→ **Aim of the exercise**
Search the records for the string "below" and return each line that has it.

→ **Supplied records**
::::::::::
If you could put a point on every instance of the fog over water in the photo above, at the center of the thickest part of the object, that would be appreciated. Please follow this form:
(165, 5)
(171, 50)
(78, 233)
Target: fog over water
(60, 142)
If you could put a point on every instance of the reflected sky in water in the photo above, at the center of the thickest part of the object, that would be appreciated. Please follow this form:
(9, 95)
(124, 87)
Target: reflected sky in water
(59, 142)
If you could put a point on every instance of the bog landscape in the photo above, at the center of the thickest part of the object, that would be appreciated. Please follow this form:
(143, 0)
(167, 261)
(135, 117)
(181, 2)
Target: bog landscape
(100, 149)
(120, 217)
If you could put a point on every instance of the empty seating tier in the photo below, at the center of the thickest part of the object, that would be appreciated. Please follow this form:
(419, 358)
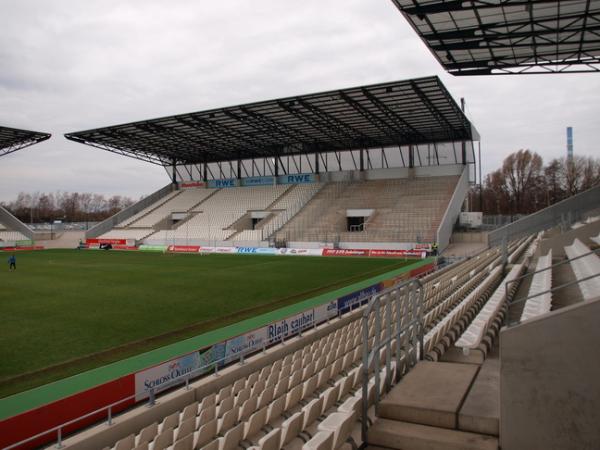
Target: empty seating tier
(540, 301)
(585, 267)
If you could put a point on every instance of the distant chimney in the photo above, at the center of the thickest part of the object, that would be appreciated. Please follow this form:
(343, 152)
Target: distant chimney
(570, 143)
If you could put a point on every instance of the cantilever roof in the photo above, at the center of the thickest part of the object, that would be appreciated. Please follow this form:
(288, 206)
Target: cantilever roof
(396, 113)
(484, 37)
(12, 139)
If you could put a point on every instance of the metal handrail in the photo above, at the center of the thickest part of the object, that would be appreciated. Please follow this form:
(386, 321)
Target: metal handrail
(191, 376)
(403, 290)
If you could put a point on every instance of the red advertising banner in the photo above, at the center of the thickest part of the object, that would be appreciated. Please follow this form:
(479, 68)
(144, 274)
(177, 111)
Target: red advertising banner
(183, 248)
(106, 241)
(397, 253)
(345, 252)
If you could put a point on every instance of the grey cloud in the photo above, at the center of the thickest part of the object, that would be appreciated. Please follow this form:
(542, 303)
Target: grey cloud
(67, 65)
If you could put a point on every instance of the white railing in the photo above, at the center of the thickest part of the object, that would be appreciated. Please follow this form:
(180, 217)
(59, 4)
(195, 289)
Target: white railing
(446, 226)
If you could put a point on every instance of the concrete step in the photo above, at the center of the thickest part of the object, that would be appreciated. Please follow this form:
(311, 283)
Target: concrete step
(409, 436)
(432, 393)
(480, 412)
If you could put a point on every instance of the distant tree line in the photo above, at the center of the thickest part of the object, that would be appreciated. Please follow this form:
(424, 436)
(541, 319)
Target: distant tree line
(41, 207)
(524, 185)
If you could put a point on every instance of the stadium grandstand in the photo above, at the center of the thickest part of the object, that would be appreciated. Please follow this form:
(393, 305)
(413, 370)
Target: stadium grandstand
(484, 37)
(417, 365)
(381, 166)
(496, 350)
(12, 231)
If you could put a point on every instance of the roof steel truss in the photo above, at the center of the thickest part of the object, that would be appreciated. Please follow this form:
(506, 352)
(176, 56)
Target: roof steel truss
(483, 37)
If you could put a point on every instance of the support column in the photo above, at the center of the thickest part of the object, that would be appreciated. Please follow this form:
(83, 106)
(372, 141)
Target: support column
(174, 173)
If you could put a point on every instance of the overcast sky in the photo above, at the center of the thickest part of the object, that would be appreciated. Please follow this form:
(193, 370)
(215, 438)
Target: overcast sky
(70, 65)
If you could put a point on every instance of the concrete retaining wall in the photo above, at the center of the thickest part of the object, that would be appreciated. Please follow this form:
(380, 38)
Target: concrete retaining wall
(550, 381)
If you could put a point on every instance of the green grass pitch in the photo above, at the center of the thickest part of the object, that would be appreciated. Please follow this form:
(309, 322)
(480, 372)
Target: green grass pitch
(65, 311)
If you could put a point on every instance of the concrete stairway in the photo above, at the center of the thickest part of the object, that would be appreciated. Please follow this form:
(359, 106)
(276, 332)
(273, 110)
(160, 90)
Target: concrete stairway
(441, 405)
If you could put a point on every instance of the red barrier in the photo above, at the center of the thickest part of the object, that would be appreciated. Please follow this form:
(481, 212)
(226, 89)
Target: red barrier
(35, 421)
(184, 248)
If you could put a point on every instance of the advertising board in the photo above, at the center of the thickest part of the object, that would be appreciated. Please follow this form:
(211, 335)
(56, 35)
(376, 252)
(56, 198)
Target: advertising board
(224, 183)
(257, 250)
(298, 178)
(345, 252)
(192, 184)
(183, 248)
(258, 181)
(300, 251)
(164, 375)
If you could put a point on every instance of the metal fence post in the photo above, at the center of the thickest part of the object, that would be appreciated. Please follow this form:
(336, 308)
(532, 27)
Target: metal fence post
(365, 380)
(151, 397)
(59, 438)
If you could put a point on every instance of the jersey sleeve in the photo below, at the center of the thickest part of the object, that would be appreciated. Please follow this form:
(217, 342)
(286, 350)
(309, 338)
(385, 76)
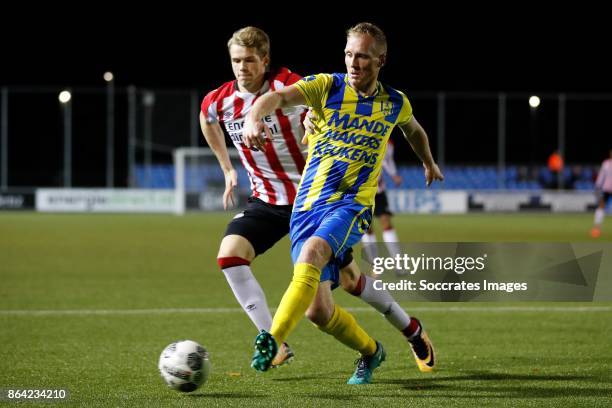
::::::::::
→ **Task output**
If you could put a point on every instance of the empty seating tier in the photo below, at the center of the thickest part of the object, that would be appreciated. Please follow this form:
If you could put a point on every instance of the jersey sleeve in the photo below, at the center of the thickest part of the object, that would be appreciated. Please follow this form:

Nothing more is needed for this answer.